→ **Stated problem A**
List every musical genre that the passage on homophony names by a specific title in the sentence beginning "It proceeded through the 16th century".
→ **Stated problem B**
Carry on the passage about homophony in music from its last sentence.

+++ Document segment

Movement toward the preponderance of a homophonic texture in music had begun more than two centuries earlier, when composers started to insert sustained passages of homophony in their masses and motets to underline important portions of the text. It proceeded through the 16th century with the development of such generally homophonic vocal genres as the frottola and villanella in Italy, which led to monody and opera, the air de cour, air a boire and other continuo-accompanied songs in France, and the English lute song. Homophony grew popular during these years in instrumental music as well. Composed instrumental music seems to have consisted almost exclusively of transcribed chansons and other vocal works, or else the mere playing of such on instruments rather than singing them, until fairly late in the 15th century. In addition to this, however, existed a tradition of improvised dance-accompaniment music, and what early surviving instrument-specific compositions that are not of liturgical function follow in that vein. Indeed, a gulf between liturgical and non-liturgical instrumental music soon grew which was similar to that between the two vocal categories, though this was manifested more in form than texture.

++++++
+++ Supplied material

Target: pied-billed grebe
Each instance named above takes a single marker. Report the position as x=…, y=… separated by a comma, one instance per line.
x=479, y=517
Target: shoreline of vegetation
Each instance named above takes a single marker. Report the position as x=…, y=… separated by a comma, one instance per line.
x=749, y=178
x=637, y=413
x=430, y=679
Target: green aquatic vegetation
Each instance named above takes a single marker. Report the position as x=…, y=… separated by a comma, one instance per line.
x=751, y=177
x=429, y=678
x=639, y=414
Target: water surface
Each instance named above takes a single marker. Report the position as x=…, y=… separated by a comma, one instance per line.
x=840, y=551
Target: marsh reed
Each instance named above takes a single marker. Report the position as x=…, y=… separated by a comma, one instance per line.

++++++
+++ Supplied material

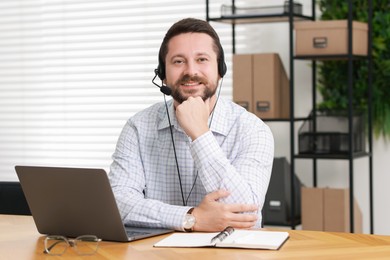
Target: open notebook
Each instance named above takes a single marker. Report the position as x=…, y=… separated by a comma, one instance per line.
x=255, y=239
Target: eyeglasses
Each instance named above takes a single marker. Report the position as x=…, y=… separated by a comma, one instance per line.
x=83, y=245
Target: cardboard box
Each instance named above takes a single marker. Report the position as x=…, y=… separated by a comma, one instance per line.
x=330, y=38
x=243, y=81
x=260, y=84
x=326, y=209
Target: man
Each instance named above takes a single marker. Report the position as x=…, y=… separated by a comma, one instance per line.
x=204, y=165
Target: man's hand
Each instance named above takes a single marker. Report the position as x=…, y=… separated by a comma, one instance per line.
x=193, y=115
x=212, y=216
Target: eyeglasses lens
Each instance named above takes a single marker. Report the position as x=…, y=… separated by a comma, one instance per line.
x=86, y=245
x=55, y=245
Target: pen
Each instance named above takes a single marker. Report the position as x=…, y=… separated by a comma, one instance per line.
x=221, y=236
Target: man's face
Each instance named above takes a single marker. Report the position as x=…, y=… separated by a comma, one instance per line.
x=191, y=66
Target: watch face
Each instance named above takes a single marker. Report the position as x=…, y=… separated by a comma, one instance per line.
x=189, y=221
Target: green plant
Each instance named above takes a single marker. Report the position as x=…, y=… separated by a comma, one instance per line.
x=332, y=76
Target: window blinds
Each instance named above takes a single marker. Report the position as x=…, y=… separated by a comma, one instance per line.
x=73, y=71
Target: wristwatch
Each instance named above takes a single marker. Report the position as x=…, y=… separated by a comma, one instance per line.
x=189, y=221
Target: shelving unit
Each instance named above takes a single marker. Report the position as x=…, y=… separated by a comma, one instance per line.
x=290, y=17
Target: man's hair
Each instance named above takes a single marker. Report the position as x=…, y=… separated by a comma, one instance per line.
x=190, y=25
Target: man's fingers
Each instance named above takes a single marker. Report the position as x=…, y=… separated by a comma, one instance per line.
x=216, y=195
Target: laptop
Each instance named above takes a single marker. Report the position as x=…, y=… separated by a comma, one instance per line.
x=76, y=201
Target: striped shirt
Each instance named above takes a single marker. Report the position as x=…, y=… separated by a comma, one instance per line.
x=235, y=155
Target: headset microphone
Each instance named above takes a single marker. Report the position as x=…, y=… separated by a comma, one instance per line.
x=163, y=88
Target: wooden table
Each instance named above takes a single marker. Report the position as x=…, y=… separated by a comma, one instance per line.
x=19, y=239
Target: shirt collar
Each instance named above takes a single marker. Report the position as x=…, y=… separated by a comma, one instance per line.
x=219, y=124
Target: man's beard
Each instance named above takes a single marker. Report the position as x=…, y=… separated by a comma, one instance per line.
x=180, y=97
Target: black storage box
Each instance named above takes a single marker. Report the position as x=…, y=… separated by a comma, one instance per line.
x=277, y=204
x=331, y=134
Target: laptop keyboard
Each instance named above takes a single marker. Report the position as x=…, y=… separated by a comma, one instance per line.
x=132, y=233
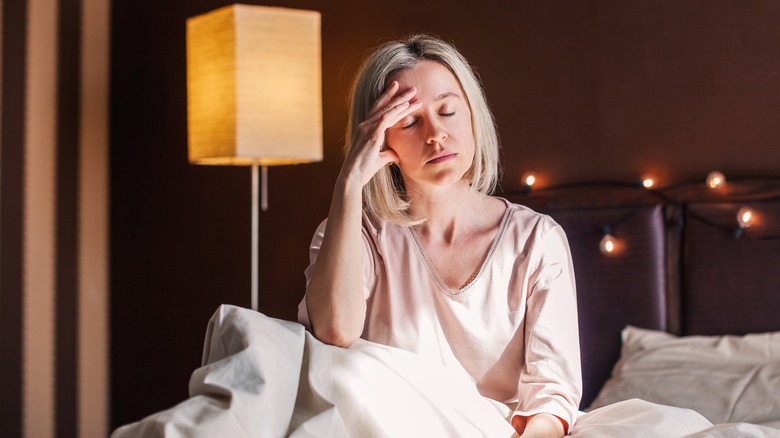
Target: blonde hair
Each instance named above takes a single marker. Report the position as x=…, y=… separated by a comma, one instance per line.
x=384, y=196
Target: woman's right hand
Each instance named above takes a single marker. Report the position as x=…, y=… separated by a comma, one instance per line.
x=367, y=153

++++++
+++ Supplied material

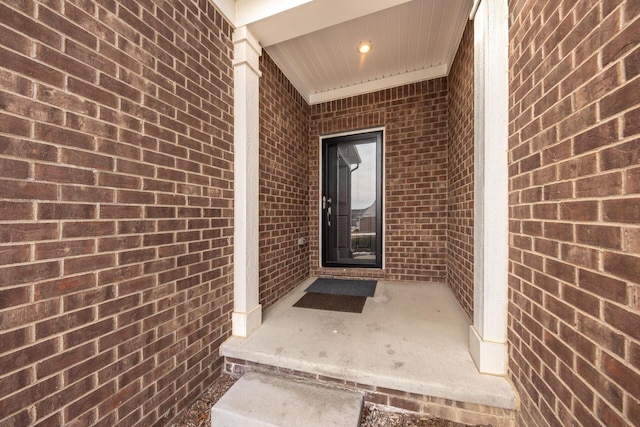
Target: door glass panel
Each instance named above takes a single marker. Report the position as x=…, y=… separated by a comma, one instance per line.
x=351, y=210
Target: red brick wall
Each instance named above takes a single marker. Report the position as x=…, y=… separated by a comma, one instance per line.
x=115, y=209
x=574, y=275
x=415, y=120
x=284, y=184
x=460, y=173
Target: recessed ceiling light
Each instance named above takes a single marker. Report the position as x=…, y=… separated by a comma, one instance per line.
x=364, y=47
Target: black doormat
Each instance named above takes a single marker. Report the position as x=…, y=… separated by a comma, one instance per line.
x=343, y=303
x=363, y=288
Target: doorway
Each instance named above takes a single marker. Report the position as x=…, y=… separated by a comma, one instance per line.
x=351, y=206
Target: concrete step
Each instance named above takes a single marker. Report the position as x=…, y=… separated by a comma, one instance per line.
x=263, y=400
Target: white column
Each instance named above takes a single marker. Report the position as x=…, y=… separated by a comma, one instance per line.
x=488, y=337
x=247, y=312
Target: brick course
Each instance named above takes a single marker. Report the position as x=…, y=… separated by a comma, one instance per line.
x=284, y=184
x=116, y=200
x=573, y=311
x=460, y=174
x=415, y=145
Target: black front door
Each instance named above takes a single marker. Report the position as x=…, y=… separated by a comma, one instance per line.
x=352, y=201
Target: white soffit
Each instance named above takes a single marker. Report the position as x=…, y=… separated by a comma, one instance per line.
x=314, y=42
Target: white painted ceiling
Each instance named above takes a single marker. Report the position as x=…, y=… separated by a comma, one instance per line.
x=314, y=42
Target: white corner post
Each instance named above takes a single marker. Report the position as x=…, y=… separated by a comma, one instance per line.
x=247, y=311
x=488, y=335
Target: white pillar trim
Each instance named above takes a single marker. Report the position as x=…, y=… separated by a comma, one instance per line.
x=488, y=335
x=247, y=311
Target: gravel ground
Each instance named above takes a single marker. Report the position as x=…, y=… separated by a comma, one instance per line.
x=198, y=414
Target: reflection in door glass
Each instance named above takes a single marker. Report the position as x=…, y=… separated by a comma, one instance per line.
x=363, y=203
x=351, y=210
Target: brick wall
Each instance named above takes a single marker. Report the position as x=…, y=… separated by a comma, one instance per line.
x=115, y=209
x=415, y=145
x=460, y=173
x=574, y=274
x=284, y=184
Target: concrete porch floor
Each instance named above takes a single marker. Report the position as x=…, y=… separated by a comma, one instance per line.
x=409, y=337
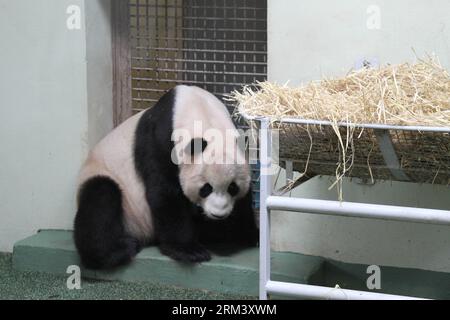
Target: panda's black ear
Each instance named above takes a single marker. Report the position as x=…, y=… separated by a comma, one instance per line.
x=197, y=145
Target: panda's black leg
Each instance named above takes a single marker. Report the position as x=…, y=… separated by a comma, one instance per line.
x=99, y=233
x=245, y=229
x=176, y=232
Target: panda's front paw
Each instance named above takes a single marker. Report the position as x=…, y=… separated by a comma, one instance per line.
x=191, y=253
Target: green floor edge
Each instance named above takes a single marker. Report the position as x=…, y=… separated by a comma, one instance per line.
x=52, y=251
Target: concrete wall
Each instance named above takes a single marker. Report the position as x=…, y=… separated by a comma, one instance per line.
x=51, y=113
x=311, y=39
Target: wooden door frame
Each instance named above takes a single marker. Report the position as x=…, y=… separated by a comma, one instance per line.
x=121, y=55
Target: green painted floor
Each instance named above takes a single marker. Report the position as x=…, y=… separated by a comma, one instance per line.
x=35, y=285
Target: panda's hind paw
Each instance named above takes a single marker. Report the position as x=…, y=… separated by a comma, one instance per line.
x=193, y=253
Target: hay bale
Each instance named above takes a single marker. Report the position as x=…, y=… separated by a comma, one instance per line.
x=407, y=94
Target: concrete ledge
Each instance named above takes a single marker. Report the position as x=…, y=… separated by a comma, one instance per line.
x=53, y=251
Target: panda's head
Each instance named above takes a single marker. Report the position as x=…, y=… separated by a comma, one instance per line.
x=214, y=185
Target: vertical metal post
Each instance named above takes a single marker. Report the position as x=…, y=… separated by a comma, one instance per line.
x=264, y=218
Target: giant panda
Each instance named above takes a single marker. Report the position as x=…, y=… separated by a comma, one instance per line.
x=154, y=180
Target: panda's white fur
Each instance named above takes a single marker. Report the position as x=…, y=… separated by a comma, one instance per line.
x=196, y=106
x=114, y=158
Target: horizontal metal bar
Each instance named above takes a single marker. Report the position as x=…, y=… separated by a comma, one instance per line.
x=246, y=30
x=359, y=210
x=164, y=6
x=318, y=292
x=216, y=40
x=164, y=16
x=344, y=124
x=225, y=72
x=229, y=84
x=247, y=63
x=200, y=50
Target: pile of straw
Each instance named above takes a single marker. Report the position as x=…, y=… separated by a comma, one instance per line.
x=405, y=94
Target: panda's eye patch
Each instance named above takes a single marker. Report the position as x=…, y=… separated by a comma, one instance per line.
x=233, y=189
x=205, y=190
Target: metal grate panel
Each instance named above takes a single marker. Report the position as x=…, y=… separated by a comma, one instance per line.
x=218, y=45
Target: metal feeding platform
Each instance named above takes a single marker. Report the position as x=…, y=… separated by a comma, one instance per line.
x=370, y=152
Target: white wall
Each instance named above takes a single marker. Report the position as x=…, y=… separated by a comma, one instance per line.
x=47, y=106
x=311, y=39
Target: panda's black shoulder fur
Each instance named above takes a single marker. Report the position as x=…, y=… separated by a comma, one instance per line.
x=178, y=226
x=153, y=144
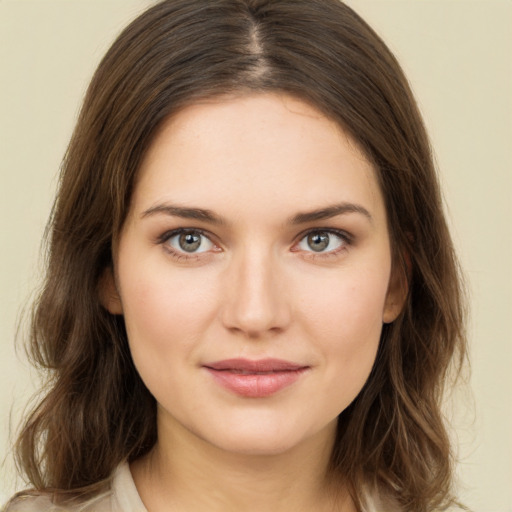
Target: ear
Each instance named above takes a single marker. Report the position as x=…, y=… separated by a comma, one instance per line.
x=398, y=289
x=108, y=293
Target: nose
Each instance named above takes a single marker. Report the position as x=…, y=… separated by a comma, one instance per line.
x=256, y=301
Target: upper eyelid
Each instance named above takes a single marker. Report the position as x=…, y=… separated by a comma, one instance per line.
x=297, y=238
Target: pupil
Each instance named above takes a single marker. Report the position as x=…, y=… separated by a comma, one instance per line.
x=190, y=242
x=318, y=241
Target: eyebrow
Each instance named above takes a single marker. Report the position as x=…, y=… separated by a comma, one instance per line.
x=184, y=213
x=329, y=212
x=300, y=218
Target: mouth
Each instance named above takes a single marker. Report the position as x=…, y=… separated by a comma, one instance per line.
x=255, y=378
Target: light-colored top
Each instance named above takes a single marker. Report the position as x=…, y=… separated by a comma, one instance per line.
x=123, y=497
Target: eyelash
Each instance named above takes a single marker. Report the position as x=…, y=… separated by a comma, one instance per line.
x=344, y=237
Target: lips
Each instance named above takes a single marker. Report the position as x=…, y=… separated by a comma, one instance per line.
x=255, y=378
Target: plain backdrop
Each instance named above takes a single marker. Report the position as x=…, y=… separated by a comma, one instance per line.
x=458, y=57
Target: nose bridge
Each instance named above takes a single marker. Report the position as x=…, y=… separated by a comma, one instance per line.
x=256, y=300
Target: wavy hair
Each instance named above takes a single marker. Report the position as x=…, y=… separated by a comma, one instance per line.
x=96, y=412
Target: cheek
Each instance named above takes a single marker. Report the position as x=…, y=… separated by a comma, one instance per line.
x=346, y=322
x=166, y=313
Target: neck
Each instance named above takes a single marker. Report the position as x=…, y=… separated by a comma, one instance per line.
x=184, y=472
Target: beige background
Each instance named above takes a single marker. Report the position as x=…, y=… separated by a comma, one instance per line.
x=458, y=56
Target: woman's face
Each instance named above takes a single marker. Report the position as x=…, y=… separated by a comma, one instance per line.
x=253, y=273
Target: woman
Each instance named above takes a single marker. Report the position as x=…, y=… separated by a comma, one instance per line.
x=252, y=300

++++++

→ **Task answer A**
frottola
villanella
monody
opera
air de cour
air a boire
English lute song

→ **Task answer B**
During the 17th century, local schools of keyboard, plucked-instrument, and ensemble styles arose in France, England, and Italy, while the Germans tended to take stylistic elements from various sources. The stratification of melody and accompaniment that had been developing in vocal music also greatly influenced the instrumental; the two treble-plus-basso continuo texture of the Corellian trio sonata late in the century, for example, clearly derives from that of the earlier Monteverdian "concerto" for a few voices and continuo. It was in these local schools that emerged and congealed the characteristics called "galant," a style which was fully-fledged by the 1720s, and which, it is important to note, was recognised and referred to by this name in the writings of such contemporary commentators as Johann Mattheson (an important German theorist and composer), and Johann Joachim Quantz (composer and flute pedagogue).
Composers at least some of whose work can be described as galant include Francois Couperin, Jean-Philippe Rameau, and Jean-Fery Rebel of France, Giovanni Battista Sammartini, Baldassare Galuppi, and Antonio Vivaldi of Italy, the three most important Bach sons, Georg Philipp Telemann, and Johann Gottlieb Graun of Germany, and in England Thomas Augustine Arne, William Boyce, and John Stanley. As can be seen, perhaps, from some of these names, the galant style existed alongside of others, such as the lingering but increasingly retrospective high Baroque in all its national forms. As can equally be seen, the galant style was a driving force leading to the incipient "classical," or "Viennese classical" style to which point some works of Sammartini, Vivaldi, and C.P.E. Bach in particular among the above-mentioned composers. The German mid-18th century style arising from and sometimes synonymous with the galant is the Empfindsamer Stil, which in part led to the tendencies often called Sturm und Drang.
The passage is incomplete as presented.